• **Your objective**
Please return every line of the records below unchanged, leaving out the pictures.

## Begin The data

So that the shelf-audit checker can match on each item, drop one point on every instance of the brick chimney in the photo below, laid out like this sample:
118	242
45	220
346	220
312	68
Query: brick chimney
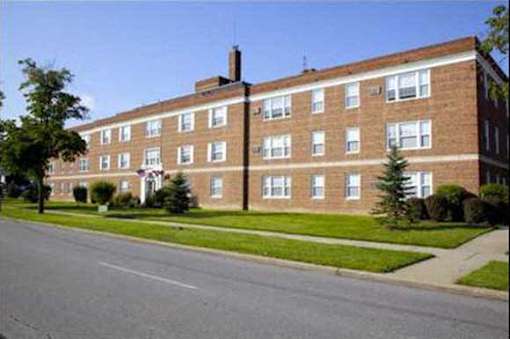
234	64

## End The data

• **Output for this task**
So that the shelf-audit checker can match on each item, drop one point on every instance of the brick chimney in the photo below, laid out like this sample:
118	242
45	220
346	220
312	68
Query: brick chimney
234	64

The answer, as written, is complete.